Opinion
7:19-CV-00102 (WLS-TQL)
09-22-2022
ORDER
W. LOUIS SANDS, SR. JUDGE UNITED STATES DISTRICT COURT
Before the Court is Plaintiff s “Unopposed Motion for Attorney Fees” (Doc. 18) under the Social Security Act, along with Plaintiff s counsel, Charles L. Martin's (“Martin”) brief in support (Doc. 18-1) and a declaration from Martin (Doc. 18-6), among other supporting exhibits. (Docs. 18-1-18-7.)
Previously, on January 6, 2021, this Court remanded the above-captioned case to the Commissioner under sentence four of 42 U.S.C. § 405(g) for further action and proceedings. (Doc. 13.) On March 8, 2021, Plaintiff filed an “Unopposed Motion for Attorney Fees” under the Equal Access to Justice Act (“EAJA”) in connection with his Social Security appeal and remand. (Doc. 15.) The Court granted Plaintiff s petition for attorney's fees pursuant to the EAJA and ordered attorney's fees in the amount of $412.29. (Docs. 16; 17.) On remand, Plaintiff was awarded past-due benefits of at least $153,880.00, and 25% of that fee, which is $38,470.00, has been withheld for attorney's fees. (Docs. 18-1, at 1; 18-2, at 3.)
++++++++++++++++++++
Task set —
a. In the court order, revise the passage starting with "Previously, on January" and going on through "18-2, at 3.)", with "past-due benefits" changed to "retroactive benefits".
b. For each statement, state whether the court order agrees with it, answering yes or no and quoting the deciding words: (i) The fee awarded under the EAJA was $412.29. (ii) The case was remanded under sentence six of 42 U.S.C. § 405(g). (iii) The sum withheld for attorney's fees was $38,470.00.
c. Proceed with the court order from the point at which it stops.
++++++++++++++++++++
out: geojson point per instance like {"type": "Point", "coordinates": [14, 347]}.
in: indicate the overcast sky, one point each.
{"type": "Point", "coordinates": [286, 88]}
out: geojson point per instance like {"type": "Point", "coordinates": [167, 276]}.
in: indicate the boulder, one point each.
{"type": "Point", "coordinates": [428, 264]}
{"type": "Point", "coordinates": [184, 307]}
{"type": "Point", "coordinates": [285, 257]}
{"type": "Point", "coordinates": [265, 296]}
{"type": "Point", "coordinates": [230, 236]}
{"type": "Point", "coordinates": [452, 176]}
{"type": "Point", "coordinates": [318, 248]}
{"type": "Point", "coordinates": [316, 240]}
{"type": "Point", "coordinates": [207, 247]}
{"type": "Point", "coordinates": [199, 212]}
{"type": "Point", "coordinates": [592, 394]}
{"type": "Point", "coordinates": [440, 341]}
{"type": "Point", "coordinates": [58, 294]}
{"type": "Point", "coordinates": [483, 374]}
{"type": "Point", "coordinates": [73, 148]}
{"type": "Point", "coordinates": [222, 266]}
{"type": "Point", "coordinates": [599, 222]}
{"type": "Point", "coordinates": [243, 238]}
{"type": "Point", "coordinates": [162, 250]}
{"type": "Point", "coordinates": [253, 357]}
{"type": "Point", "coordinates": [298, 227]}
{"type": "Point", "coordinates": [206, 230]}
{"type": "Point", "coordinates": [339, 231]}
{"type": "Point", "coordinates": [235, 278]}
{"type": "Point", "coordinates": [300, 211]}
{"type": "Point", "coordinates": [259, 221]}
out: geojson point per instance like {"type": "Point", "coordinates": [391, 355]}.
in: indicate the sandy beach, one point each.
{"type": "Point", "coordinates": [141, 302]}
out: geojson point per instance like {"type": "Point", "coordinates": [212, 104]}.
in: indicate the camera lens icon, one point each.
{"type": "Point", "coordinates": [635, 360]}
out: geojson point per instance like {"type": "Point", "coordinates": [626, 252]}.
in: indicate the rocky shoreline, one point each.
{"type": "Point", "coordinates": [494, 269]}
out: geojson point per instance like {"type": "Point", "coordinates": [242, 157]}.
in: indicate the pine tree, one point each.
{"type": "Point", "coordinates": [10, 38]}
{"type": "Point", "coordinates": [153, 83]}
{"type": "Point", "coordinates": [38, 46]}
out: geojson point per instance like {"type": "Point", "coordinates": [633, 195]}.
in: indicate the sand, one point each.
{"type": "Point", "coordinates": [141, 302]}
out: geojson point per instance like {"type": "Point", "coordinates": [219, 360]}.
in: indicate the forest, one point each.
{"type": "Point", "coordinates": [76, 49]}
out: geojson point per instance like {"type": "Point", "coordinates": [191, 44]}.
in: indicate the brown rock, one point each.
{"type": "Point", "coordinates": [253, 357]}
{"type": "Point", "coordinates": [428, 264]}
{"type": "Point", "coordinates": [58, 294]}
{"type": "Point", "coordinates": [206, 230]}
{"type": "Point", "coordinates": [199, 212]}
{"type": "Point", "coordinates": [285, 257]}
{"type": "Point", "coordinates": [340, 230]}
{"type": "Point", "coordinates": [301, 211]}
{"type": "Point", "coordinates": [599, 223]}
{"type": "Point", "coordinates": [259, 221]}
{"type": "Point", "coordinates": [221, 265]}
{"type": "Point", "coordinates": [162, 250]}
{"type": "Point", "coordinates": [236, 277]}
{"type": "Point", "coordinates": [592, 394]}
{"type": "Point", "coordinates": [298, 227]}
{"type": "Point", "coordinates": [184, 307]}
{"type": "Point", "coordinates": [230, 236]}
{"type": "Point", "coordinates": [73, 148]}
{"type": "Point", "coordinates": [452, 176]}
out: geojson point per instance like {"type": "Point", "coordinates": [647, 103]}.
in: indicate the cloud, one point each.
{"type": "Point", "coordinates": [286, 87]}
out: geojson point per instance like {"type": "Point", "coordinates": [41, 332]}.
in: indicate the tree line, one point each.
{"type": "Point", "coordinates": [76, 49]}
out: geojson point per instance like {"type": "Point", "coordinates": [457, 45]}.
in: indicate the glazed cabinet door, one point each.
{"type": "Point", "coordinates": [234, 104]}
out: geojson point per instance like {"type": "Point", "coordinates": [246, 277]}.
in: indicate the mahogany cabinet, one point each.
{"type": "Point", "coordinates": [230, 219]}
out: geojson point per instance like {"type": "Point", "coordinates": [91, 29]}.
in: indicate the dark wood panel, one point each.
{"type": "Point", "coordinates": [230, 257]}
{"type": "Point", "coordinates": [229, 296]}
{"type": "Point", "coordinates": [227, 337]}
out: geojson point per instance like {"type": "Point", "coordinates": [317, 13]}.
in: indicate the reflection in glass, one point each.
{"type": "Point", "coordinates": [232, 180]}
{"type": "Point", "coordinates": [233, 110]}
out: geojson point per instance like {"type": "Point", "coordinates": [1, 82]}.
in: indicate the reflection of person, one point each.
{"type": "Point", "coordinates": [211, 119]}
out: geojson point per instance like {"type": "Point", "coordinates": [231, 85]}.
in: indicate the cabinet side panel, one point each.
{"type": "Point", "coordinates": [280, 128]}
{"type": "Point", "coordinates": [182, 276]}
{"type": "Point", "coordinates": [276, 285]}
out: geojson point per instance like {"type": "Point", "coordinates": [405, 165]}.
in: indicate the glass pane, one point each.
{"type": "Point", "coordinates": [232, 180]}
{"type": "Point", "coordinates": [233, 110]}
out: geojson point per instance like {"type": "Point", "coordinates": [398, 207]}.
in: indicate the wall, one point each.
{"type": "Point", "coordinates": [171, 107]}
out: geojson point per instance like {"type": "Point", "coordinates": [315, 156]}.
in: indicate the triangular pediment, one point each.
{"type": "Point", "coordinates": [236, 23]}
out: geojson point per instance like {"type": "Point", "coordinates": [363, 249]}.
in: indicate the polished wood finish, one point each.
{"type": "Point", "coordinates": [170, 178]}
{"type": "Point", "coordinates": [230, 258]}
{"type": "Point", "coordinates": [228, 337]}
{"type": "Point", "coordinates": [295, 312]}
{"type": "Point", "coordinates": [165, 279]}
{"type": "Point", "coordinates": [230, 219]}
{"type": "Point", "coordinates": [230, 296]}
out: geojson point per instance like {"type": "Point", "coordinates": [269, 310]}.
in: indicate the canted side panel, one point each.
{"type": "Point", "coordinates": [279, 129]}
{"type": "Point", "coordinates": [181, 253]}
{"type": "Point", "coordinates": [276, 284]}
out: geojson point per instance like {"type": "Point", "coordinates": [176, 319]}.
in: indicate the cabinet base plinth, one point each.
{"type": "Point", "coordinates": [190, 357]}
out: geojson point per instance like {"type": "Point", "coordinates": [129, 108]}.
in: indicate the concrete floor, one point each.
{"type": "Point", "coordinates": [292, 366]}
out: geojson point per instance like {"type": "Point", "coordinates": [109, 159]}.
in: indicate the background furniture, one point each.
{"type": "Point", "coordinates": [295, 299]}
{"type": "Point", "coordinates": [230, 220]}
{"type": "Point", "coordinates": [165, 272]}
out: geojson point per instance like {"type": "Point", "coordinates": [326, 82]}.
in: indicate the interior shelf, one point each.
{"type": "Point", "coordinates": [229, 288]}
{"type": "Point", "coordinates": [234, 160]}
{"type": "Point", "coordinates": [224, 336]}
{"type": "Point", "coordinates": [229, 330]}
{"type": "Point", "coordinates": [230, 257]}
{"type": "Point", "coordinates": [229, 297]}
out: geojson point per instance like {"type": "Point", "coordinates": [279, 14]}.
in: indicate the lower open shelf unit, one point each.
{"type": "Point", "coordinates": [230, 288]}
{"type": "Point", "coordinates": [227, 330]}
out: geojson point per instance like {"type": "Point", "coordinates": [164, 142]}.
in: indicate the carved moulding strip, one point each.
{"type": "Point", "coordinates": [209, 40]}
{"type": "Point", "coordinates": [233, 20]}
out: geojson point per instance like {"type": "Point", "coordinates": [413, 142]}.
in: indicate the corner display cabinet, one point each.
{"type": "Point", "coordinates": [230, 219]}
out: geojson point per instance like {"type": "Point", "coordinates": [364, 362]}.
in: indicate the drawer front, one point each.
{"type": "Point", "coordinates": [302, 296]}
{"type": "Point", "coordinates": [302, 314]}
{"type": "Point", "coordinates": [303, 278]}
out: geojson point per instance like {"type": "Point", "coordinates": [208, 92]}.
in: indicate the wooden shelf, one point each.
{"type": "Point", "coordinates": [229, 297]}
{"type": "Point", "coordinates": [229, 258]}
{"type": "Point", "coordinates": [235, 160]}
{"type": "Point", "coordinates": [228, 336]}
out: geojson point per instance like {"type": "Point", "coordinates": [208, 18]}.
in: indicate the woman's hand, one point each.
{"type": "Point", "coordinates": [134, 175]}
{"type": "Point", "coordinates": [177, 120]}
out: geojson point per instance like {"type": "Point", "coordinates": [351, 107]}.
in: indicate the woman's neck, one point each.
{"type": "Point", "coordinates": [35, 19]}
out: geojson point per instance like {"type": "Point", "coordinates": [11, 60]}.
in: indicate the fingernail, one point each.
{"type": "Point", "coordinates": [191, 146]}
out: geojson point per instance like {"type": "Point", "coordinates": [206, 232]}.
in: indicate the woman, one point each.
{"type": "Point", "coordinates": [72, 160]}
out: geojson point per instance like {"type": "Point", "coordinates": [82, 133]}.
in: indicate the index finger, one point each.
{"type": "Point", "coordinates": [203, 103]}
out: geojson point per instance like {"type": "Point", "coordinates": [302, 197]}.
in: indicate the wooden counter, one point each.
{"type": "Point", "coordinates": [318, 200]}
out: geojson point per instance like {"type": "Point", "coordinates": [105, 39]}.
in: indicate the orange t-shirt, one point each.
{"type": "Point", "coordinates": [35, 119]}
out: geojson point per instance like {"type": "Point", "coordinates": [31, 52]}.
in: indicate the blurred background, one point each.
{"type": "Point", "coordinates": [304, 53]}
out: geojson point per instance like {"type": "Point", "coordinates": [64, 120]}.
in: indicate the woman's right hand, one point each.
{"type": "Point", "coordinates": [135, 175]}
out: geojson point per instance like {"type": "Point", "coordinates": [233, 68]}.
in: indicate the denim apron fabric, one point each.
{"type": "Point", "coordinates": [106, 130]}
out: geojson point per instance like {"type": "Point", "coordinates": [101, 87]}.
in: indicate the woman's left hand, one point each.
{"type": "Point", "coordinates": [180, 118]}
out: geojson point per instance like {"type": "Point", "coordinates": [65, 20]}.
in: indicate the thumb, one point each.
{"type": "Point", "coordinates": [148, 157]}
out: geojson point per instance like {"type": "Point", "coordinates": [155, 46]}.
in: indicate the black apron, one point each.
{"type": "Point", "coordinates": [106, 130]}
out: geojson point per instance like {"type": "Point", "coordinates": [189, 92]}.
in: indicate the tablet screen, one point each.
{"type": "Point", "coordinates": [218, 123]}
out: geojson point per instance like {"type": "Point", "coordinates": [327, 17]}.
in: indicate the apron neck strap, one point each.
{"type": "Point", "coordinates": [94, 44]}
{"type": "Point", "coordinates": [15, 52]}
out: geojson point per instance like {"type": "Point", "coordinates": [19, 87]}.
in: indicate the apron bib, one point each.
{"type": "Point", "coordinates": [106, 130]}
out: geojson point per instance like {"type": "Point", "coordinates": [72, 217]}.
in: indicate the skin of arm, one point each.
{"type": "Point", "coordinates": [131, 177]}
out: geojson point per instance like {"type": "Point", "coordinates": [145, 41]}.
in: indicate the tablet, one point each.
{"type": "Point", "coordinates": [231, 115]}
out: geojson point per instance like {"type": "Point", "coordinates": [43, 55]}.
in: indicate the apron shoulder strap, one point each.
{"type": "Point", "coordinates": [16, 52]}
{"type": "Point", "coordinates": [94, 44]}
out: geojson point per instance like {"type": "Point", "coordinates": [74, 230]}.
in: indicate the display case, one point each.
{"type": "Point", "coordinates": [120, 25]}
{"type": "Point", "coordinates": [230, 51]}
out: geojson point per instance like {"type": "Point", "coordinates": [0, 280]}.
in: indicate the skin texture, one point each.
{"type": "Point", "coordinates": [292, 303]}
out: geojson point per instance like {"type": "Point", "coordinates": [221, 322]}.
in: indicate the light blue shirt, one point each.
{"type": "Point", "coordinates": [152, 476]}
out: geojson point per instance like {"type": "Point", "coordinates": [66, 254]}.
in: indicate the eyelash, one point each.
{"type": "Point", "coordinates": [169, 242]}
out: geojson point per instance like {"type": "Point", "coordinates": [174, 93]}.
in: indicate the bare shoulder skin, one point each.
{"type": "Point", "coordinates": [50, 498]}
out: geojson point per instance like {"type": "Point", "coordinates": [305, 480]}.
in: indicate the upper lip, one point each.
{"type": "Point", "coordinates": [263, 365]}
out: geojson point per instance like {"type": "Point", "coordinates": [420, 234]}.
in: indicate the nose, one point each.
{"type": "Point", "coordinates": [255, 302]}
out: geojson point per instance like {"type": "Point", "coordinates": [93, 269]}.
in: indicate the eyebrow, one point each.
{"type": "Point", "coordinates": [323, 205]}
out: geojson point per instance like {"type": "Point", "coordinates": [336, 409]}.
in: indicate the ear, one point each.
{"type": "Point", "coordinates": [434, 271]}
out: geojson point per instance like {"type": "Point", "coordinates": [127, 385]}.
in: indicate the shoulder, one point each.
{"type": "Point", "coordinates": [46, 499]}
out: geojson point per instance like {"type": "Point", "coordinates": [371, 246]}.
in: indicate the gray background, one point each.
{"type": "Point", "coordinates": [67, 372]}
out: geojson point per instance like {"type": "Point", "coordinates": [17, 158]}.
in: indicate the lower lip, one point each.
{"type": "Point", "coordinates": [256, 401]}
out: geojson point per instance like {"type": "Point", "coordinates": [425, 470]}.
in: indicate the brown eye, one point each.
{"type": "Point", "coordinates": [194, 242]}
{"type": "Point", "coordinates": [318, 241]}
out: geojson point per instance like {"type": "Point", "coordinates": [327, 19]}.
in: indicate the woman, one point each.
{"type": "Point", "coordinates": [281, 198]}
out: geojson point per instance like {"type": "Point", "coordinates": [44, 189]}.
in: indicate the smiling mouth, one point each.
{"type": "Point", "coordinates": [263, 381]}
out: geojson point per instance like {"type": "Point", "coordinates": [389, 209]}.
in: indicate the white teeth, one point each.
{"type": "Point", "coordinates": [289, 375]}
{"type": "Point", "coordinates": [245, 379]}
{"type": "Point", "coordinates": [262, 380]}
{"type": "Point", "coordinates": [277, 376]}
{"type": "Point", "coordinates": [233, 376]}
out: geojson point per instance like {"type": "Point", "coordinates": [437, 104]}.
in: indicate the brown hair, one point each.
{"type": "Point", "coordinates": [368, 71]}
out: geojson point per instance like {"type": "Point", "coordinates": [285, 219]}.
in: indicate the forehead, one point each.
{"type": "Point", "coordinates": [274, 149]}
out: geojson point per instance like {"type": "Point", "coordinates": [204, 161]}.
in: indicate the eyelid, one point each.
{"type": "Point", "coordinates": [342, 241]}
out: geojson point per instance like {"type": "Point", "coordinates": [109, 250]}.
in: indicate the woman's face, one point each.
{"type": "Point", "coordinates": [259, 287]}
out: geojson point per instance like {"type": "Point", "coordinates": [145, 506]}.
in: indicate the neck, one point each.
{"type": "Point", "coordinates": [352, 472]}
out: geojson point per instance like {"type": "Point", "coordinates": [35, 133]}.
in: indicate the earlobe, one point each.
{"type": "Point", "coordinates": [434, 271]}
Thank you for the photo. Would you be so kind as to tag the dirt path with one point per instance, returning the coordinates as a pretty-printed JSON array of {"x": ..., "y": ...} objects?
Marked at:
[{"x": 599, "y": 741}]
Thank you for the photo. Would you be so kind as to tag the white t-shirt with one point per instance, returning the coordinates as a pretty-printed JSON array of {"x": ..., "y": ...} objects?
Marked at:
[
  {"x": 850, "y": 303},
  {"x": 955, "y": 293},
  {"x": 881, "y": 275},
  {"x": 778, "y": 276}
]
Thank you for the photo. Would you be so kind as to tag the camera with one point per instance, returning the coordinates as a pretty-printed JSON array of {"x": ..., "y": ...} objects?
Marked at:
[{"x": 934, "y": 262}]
++++++++++++++++++++
Replies —
a.
Previously, on January 6, 2021, this Court remanded the above-captioned case to the Commissioner under sentence four of 42 U.S.C. § 405(g) for further action and proceedings. (Doc. 13.) On March 8, 2021, Plaintiff filed an “Unopposed Motion for Attorney Fees” under the Equal Access to Justice Act (“EAJA”) in connection with his Social Security appeal and remand. (Doc. 15.) The Court granted Plaintiff s petition for attorney's fees pursuant to the EAJA and ordered attorney's fees in the amount of $412.29. (Docs. 16; 17.) On remand, Plaintiff was awarded retroactive benefits of at least $153,880.00, and 25% of that fee, which is $38,470.00, has been withheld for attorney's fees. (Docs. 18-1, at 1; 18-2, at 3.)

b.
(i) Yes: "ordered attorney's fees in the amount of $412.29."
(ii) No: "remanded the above-captioned case to the Commissioner under sentence four of 42 U.S.C. § 405(g)."
(iii) Yes: "25% of that fee, which is $38,470.00, has been withheld for attorney's fees."

c.
In Plaintiff s instant Motion, Plaintiff requests the Court to approve attorney's fees in the amount of $2,912.29 under 42 U.S.C. § 406(b)(1), which is an amount below the 25% limit. (Docs. 18; 18-1.) Martin provided two (2) hours of attorney services before the Court. (Doc. 18-1, at 2.) Martin also asks for a multiplier of “at least 3.0” to the attorney fee to compensate him for “bearing the risk of an unsuccessful outcome.” (Doc. 18-1, at 5.) Additionally, Plaintiff notes in the Motion that Martin will refund the previous Equal Access to Justice Act (“EAJA”) fee award of $412.29 back to Plaintiff. (Doc. 18-1, at 2.) This is consistent with the Supreme Court's holding in Gisbrecht v. Barnhart, where the Supreme Court determined that although fee awards “may be made under both [under EAJA and § 406(b)]. . .the claimant's attorney must ‘refund to the claimant the amount of the smaller fee.'” Gisbrecht v. Barnhart, 535 U.S. 789, 796 (2002). Or, as noted by the Eleventh Circuit, instead of refunding back to the claimant, the attorney could simply offset the EAJA award by making a corresponding reduction to his § 406(b) fee request. Jackson v. Comm'r of Soc. Security, 601 F.3d 1268, 1268 (11th Cir. 2010) (finding that the Supreme Court in Gisbrecht disagreed with the way the district court calculated the § 406(b) award in that case, but the Supreme Court did not indicate that there was any problem with offsetting the EAJA award by deducting it from the claimant's § 406(b) fee request).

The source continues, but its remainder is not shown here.